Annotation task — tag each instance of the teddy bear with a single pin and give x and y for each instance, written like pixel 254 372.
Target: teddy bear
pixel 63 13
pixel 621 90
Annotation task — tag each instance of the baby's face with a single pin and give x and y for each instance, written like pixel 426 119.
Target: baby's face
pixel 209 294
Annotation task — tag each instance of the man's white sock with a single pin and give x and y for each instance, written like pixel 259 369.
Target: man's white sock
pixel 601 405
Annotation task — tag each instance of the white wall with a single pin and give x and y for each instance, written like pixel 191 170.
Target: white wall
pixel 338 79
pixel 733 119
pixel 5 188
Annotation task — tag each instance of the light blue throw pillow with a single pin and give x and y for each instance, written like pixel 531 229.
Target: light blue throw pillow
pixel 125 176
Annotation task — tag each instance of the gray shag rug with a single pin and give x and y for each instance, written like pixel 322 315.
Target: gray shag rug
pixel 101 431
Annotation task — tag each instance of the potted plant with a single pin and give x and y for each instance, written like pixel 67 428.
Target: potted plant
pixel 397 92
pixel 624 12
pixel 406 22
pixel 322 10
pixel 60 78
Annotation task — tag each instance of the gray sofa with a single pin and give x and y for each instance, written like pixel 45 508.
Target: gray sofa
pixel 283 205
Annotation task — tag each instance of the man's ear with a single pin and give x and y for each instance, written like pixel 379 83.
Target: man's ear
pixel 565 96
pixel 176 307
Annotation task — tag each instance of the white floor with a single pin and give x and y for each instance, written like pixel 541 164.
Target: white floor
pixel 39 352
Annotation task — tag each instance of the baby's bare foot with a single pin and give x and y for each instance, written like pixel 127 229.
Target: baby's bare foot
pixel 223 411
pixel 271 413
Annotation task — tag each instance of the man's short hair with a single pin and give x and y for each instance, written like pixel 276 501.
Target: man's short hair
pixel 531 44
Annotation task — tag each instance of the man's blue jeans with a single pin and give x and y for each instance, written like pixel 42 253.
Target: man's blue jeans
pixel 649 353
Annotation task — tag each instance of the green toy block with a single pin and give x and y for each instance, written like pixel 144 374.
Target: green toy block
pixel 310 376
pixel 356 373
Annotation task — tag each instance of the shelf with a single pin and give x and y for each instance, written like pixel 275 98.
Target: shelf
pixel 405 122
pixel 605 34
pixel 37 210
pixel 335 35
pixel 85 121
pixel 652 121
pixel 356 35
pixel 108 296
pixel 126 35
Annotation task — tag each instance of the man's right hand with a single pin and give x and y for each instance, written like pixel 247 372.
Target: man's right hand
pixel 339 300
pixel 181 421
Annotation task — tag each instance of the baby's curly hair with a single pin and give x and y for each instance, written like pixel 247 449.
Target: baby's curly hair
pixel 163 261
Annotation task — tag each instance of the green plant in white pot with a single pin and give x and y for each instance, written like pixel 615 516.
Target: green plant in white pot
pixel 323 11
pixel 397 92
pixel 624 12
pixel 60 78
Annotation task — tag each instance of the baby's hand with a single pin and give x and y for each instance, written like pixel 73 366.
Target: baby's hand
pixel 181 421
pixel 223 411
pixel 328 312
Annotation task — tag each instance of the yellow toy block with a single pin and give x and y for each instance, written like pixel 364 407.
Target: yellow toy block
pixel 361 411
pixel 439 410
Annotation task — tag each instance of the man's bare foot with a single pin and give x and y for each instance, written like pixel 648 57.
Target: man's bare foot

• **Required work**
Each line of the data needs to be repeated exactly.

• **Result for this task**
Annotation task — tag each instance of the teddy bear with a single pin and give x and y for each instance, written like pixel 254 372.
Target: teddy bear
pixel 63 13
pixel 621 90
Annotation task — tag each instance of the baby's face with a single pin and give x and y for each instance, written like pixel 426 119.
Target: baby's face
pixel 209 294
Annotation task — tag each instance of the man's white sock with a single pin and give x and y for each instance, written like pixel 259 369.
Target: man's white sock
pixel 601 405
Annotation task — tag each instance of the white wall with a single pin and give x and y for each instance, written like pixel 191 170.
Target: white wall
pixel 338 79
pixel 733 119
pixel 5 188
Annotation task — tag each instance of the light blue throw pillow with a single pin and give x and y for each instance, written like pixel 531 229.
Target: light blue throw pillow
pixel 125 176
Annotation task — tag each instance of the gray shag rug with a single pin and give x and y for each instance, written like pixel 322 315.
Target: gray shag rug
pixel 101 431
Annotation task — tag each instance of the potted plant with a single pin and give x and y for each instance, written like pixel 67 428.
Target: potted plant
pixel 397 92
pixel 624 12
pixel 406 22
pixel 322 10
pixel 60 78
Annotation task — tag each instance of the gray sofa with a single pin and give x and y for each instance, written like pixel 45 508.
Target: gray sofa
pixel 283 205
Annotation task — tag each instance of the man's ear with a single pin and give x and y for each instance, written like pixel 379 83.
Target: man's ear
pixel 565 96
pixel 176 307
Annotation task — tag each instance of the white floor with a single pin and give x and y for each instance, written like pixel 541 164.
Target: white floor
pixel 39 352
Annotation task — tag each instance of the baby's bare foot with a single pin and give x and y for each instance, written like pixel 127 229.
Target: baby's bare foot
pixel 223 411
pixel 271 413
Annotation task — tag each instance of the man's short hair with a single pin and give x and y for each instance, written like pixel 276 501.
Target: man's short hair
pixel 531 44
Annotation task — tag each instance of the man's blue jeans with a single pin and give x and y for each instance, written like pixel 42 253.
Target: man's blue jeans
pixel 649 353
Annotation task — tag each instance of the green toy block with a single pin and give x and y for each instance, written like pixel 144 374.
Target: green toy block
pixel 310 376
pixel 356 373
Annotation task — tag each instance of the shelf with a single pin and give x and y for each instance, written like pixel 275 98.
Target: shelf
pixel 405 122
pixel 605 34
pixel 37 210
pixel 335 35
pixel 85 121
pixel 652 121
pixel 356 35
pixel 108 296
pixel 126 35
Annotation task — tag each instance of the man's right hand with a single pin and give x and y for each instance, written like pixel 247 372.
Target: man's right hand
pixel 339 300
pixel 181 421
Annotation task — tag each instance of the baby's curly hair with a single pin and give x and y for each instance, written like pixel 247 449.
Target: baby's curly hair
pixel 163 261
Annotation task — tag each instance of the green plant in white pot with a single pin and give x and y for each instance, written like pixel 615 516.
Target: green plant in white pot
pixel 323 11
pixel 397 92
pixel 624 12
pixel 60 78
Annotation task — tag each instance of the baby's hand with a single pin and give x and y for each instance, written like pixel 73 366.
Target: baby's hand
pixel 181 421
pixel 223 411
pixel 328 312
Annotation task — tag each instance of the yellow toy block with a single pin and give x and y for each instance, written like pixel 364 407.
Target: yellow toy block
pixel 361 411
pixel 439 410
Annotation task — tag each instance of the man's bare foot with a single pin and give x and y for each instance, written like pixel 648 57.
Target: man's bare foot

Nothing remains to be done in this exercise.